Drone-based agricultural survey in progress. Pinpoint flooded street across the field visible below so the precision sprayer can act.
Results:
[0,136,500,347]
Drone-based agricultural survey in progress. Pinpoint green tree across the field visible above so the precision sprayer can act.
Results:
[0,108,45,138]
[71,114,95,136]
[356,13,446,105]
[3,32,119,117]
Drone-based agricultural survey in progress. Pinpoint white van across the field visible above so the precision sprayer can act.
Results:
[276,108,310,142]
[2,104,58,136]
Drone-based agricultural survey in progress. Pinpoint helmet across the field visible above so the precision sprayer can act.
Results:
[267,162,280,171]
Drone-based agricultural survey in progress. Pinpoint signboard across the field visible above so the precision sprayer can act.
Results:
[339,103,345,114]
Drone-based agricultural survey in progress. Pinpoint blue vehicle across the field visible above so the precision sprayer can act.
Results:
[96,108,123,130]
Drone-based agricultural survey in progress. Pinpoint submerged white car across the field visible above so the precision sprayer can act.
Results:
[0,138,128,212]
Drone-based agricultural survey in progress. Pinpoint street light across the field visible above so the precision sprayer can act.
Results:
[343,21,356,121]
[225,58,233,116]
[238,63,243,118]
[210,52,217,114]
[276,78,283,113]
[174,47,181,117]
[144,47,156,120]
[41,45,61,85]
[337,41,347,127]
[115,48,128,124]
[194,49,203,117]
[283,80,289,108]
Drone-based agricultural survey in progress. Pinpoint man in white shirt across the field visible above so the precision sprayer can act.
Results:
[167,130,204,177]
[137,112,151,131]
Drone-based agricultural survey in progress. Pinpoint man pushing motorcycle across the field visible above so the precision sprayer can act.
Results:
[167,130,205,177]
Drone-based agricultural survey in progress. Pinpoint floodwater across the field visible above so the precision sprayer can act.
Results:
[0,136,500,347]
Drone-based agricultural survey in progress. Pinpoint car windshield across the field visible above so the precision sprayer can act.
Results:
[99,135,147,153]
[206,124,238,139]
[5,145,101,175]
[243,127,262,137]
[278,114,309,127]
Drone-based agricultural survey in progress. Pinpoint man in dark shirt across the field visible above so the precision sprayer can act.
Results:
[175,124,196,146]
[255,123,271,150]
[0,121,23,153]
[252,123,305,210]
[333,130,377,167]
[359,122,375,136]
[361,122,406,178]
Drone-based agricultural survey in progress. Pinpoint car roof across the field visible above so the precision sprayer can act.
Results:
━━━━━━━━━━━━━━━━
- **EXERCISE GOAL**
Place each line of the entries above into a JSON list of strings, one string per line and with blank lines omitted. Begin at the first line and stop after the line that contains "[3,32,119,117]".

- **FULL RESPONSE**
[
  "Drone-based agricultural survey in progress. Pinpoint flooded street across the field visible below so the precision sprayer can act.",
  "Results:",
  "[0,136,500,347]",
  "Drone-based agricultural survey in progress. Pinpoint green tree across the field visible above so the precision sprayer can act.",
  "Results:",
  "[0,108,45,138]",
  "[71,114,95,136]",
  "[356,13,446,105]",
  "[3,32,119,117]"
]